*Page excerpt:*
┌────────

Complement activation following first exposure to pegylated liposomal doxorubicin (Doxil): possible role in hypersensitivity reactions.
Chanan-Khan A, Szebeni J, Savay S, Liebes L, Rafique NM, Alving CR, Muggia FM
Ann Oncol. 2003;14(9):1430.
BACKGROUND: Pegylated liposomal doxorubicin (Doxil) has been reported to cause immediate hypersensitivity reactions (HSRs) that cannot be explained as IgE-mediated (type I) allergy. Previous in vitro and animal studies indicated that activation of the complement (C) system might play a causal role in the process, a proposal that has not been tested in humans to date.
PATIENTS AND METHODS: Patients with solid tumors (n = 29) treated for the first time with Doxil were evaluated for HSRs and concurrent C activation. HSRs were classified from mild to severe, while C activation was estimated by serial measurement of plasma C terminal complex (SC5b-9) levels. Increases in SC5b-9 were compared in patients with or without reactions, and were correlated with Doxil dose rate.

└────────

*What you will do:*
Carry on the abstract on complement activation after first exposure to Doxil, beginning right after its final sentence. The dataset entries have nothing to do with this.

Dataset entries
┌────────

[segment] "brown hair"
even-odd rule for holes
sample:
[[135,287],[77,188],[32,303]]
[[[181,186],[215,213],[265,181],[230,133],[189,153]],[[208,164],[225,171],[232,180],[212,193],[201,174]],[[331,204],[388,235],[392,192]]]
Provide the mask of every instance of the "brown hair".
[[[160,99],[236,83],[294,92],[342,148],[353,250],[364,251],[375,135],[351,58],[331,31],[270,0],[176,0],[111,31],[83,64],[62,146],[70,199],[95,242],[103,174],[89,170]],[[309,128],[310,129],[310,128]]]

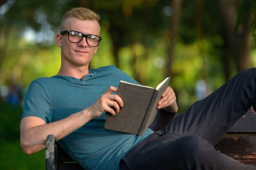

└────────

*Expected answer:*
RESULTS: Moderate to severe HSRs occurred in 45% of patients. Plasma SC5b-9 at 10 min after infusion was significantly elevated in 92% of reactor patients versus 56% in the non-reactor group, and the rise was greater in reactors than in non-reactors. We found significant association between C activation and HSRs, both showing direct correlation with the initial Doxil dose rate.
CONCLUSIONS: C activation may play a key role in HSRs to Doxil. However, low-level C activation does not necessarily entail clinical symptoms, highlighting the probable involvement of further, as yet unidentified, amplification factors.